Quoted text:
-*-

The acts, protocols and resolutions of the conference of Carlsbad are given in M. de Martens’s Nouveau Recueil général de traités, &c., t. 4, pp. 8-166 (Göttingen, 1846). An interesting criticism of the Carlsbad Decrees is appended (p. 166), addressed by Baron Hans von Gagern, Luxemburg representative in the federal diet, to Baron von Plessen, Mecklenburg plenipotentiary at the conference of Carlsbad.  (W. A. P.) 


CARLSTADT, Karlstadt or Karolostadt (1480–1541), German reformer, whose real name was Andreas Rudolf Bodenstein, was born at Carlstadt in Bohemia. He entered the university of Erfurt in the winter term of 1499–1500, and remained there till 1503, when he went to Cologne. In the winter term of 1504–1505 he transferred himself to the newly founded university of Wittenberg, where he soon established his reputation as a teacher of philosophy, and a zealous champion of the scholastic system of Thomas Aquinas, against the revised nominalism associated with the name of Occam. In 1508 he was made canon of the Allerheiligenstift, a collegiate church incorporated in the university; and in 1510 he became doctor of theology and archdeacon, his duties being to preach, to say mass once a week and to lecture before the university; in 1513 he was appointed ordinary professor of theology. In 1515 he went to Rome, where with a view to becoming provost of the Allerheiligenstift he studied law, taking his degree as doctor juris utriusque. His experiences in the papal city produced upon him the same effect as upon Luther, and when in 1516 he returned to Germany it was as an ardent opponent of the Thomist philosophy and as a champion of the Augustinian doctrine of the impotence of the human will and salvation through Divine grace alone. The 151 theses of Carlstadt, dated the 16th of September 1516, discovered by Theodor Kolde (“Wittenberger Disputationsthesen” in Zeitschrift für Kirchengeschichte, xi. p. 448, &c.), prove that, so far from owing his change of view to Luther’s influence, he was at this time actually in advance of Luther. The two reformers were, in fact, never friends; though from the end of 1516 onwards the development of each was considerably influenced by the other.

In the spring of 1518, in reply to Eck’s Obelisci, an attack on Luther’s 95 theses, Carlstadt published a series of theses, maintaining the supremacy of the Holy Scriptures (which he regarded as verbally inspired) over ecclesiastical tradition and the authority of the fathers, and asserting the liability of general councils to error. Eck challenged him to a public disputation, in which Luther also took part, and which lasted from the 27th of June to the 15th of July 1519. In this dialectical warfare Carlstadt was no match for Eck; but the dispute only served to confirm him in his revolt from the dominant theology, and in three violent polemical treatises against Eck he proclaimed the doctrine of the exclusive operation of grace in the justification of believers.

-*-

Recorded data:

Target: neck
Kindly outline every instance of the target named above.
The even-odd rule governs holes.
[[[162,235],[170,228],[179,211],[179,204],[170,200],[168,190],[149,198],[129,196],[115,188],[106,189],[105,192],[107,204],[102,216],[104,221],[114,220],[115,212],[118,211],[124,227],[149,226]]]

-*-

Work required: Reproduce the part of the Carlstadt passage above that begins at "The acts, protocols" and ends after "Carlsbad.  (W. A. P.)".

Answer in full:
The acts, protocols and resolutions of the conference of Carlsbad are given in M. de Martens’s Nouveau Recueil général de traités, &c., t. 4, pp. 8-166 (Göttingen, 1846). An interesting criticism of the Carlsbad Decrees is appended (p. 166), addressed by Baron Hans von Gagern, Luxemburg representative in the federal diet, to Baron von Plessen, Mecklenburg plenipotentiary at the conference of Carlsbad.  (W. A. P.)